Excerpts of labeled region data
------------------------

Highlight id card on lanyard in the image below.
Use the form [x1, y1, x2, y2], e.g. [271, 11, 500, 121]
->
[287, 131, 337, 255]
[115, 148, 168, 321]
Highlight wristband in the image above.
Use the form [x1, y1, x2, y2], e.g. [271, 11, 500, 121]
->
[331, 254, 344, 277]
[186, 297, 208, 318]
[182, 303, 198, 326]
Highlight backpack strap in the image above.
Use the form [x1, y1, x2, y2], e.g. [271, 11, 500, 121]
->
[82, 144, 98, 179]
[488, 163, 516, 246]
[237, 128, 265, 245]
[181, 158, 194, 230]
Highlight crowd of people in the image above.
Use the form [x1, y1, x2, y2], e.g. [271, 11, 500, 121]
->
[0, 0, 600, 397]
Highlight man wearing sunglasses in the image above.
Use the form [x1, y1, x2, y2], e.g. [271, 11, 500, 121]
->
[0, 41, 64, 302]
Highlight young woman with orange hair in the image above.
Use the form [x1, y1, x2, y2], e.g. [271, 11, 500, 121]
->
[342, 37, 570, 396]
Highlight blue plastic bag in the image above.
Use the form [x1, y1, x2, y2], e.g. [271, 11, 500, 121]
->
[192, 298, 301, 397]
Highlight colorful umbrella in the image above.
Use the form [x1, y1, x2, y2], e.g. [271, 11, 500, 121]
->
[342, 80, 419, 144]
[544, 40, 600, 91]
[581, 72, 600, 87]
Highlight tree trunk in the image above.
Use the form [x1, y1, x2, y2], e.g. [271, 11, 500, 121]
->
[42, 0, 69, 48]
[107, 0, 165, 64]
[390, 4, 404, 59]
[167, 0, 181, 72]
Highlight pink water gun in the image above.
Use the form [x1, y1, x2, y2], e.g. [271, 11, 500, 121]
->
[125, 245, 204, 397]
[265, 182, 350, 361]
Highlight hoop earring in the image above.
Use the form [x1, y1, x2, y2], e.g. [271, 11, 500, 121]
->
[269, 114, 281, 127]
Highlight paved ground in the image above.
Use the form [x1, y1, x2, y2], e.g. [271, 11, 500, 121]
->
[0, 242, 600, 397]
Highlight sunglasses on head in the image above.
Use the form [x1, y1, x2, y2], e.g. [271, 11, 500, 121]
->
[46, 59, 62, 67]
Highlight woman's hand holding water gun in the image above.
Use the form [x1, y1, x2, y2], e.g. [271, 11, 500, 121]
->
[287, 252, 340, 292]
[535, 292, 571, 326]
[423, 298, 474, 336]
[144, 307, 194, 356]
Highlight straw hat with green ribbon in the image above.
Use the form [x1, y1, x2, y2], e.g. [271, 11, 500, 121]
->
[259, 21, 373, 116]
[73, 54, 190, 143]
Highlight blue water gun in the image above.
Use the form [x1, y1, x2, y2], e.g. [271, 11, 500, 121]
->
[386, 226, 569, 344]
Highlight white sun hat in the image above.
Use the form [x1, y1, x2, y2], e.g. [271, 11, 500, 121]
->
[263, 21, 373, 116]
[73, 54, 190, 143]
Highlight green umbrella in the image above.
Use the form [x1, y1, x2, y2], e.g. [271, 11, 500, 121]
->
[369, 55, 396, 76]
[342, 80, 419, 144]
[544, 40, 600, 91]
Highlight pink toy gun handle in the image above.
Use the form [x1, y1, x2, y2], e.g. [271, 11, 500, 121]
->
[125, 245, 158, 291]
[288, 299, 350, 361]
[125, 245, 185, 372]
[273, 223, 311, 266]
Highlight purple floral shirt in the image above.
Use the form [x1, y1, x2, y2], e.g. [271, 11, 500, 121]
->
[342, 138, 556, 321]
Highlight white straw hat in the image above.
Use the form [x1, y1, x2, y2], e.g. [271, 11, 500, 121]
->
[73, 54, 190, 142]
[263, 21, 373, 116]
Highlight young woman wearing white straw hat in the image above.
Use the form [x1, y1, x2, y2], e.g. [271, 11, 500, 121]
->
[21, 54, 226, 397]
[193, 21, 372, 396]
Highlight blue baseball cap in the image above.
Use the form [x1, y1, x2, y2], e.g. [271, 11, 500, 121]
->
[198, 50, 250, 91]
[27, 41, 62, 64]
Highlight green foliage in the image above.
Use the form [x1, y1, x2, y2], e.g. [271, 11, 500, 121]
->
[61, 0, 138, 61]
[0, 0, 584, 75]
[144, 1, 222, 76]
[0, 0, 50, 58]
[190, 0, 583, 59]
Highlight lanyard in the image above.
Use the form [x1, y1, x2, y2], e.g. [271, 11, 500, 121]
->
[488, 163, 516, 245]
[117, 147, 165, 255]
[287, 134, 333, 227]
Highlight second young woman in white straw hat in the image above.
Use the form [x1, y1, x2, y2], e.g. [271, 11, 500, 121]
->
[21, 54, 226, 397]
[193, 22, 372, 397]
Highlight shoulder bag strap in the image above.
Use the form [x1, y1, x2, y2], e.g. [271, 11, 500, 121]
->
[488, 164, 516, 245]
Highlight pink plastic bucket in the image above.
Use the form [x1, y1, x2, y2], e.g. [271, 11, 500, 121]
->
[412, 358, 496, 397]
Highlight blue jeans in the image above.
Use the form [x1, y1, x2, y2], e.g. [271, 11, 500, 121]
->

------------------------

**AIM OF THE TASK:** Please rewrite the part of the data that opens with the line containing "Highlight backpack strap in the image above." and closes with the line containing "[0, 0, 600, 397]", both included, adding 86 to every bounding box coordinate in the answers.

**WRITTEN RESPONSE:**
Highlight backpack strap in the image above.
Use the form [x1, y1, x2, y2], e.g. [271, 11, 500, 121]
->
[168, 230, 184, 265]
[574, 249, 602, 332]
[323, 214, 351, 331]
[267, 244, 280, 316]
Highlight crowd of people in the image above.
Use the form [x1, y1, x2, y2], e.g. [271, 11, 500, 121]
->
[86, 86, 686, 483]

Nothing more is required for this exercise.